_Written request_. Which lines in the material below contain the word "sand"? Copy each of them, treating case as significant.

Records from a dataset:
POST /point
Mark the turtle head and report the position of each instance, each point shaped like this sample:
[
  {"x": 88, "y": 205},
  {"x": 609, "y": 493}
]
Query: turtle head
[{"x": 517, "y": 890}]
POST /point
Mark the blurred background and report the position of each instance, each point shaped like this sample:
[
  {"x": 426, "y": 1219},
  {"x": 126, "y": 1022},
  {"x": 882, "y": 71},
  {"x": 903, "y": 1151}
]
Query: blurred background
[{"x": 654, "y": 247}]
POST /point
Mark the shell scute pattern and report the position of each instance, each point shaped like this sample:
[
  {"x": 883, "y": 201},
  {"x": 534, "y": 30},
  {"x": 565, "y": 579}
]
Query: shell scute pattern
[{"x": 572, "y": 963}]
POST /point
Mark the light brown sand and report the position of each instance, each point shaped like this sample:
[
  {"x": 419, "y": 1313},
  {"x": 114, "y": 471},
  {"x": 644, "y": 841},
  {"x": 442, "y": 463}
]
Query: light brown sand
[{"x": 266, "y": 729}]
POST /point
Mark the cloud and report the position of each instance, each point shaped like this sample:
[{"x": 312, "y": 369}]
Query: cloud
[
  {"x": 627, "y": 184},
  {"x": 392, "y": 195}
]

_Answer to the problem_.
Mark the light brown sand and report the position of each instance, each point shaped like this sample:
Query: light brown sand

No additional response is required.